===== LISTED RECORDS =====

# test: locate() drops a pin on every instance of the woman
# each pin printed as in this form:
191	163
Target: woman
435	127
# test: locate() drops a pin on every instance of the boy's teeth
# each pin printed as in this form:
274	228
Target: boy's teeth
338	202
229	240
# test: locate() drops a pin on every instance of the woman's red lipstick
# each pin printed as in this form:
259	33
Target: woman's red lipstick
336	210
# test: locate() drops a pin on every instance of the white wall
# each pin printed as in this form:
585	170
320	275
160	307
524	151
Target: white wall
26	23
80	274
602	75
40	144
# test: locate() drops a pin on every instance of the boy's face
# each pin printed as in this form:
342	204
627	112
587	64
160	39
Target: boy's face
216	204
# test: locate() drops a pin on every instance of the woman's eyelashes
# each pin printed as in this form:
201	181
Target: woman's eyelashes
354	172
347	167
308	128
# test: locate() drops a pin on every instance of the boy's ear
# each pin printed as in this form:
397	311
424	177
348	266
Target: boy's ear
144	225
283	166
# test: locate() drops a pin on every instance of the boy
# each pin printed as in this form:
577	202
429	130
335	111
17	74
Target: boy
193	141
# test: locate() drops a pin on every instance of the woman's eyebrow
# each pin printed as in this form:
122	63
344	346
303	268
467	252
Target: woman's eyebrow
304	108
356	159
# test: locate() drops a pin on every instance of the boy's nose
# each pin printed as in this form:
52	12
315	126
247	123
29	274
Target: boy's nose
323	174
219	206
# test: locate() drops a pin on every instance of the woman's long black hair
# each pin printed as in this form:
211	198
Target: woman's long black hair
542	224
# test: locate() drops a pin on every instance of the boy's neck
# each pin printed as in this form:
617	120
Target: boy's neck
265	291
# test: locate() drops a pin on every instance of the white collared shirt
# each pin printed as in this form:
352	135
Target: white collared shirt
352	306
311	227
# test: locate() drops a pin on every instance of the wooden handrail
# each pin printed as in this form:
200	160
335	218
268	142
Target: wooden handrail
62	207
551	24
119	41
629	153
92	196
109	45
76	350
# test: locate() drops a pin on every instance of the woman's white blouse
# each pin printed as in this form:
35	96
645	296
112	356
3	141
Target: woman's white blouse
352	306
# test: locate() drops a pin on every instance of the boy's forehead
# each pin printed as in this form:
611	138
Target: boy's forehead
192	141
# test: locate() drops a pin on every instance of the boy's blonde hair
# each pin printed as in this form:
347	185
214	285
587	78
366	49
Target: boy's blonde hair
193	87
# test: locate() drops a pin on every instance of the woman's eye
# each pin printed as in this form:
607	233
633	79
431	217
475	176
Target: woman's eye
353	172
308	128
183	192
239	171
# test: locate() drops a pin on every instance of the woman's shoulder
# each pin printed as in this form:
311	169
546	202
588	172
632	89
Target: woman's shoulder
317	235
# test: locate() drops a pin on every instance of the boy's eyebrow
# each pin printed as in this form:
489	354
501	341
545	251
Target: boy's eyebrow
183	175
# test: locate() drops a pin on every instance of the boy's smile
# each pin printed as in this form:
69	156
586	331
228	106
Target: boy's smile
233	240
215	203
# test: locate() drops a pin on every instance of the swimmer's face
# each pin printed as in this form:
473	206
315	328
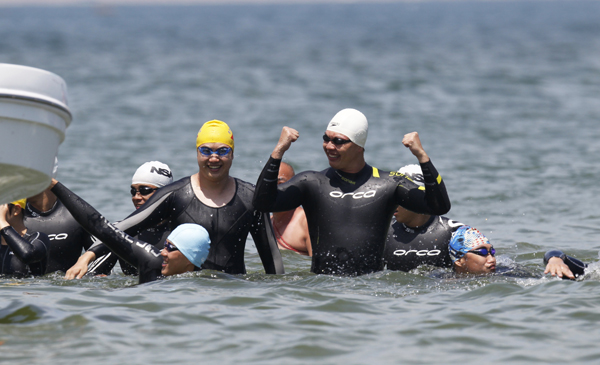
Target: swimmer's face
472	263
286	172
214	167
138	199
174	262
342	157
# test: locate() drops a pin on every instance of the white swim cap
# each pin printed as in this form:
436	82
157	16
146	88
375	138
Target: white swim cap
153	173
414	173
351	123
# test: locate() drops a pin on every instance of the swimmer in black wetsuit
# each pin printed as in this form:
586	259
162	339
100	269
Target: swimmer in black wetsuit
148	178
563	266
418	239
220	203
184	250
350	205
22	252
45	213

=====

DESCRIPTION OF THE TASK - There is a line with "Target: swimmer's face" and a line with "the swimmer in black wetsuit" above. Copy exactly those two lines and all lines between them, with nothing else.

COMPLETED TASK -
Target: swimmer's face
472	263
286	172
214	167
138	199
174	262
342	157
# test: locate() drops a pin on every instance of the white swim cap
# each pin printed as in this form:
436	82
157	16
146	88
375	138
Target: white swim cap
153	173
414	173
351	123
# test: locate() drops a pin on every instance of the swimmer in black wetsuit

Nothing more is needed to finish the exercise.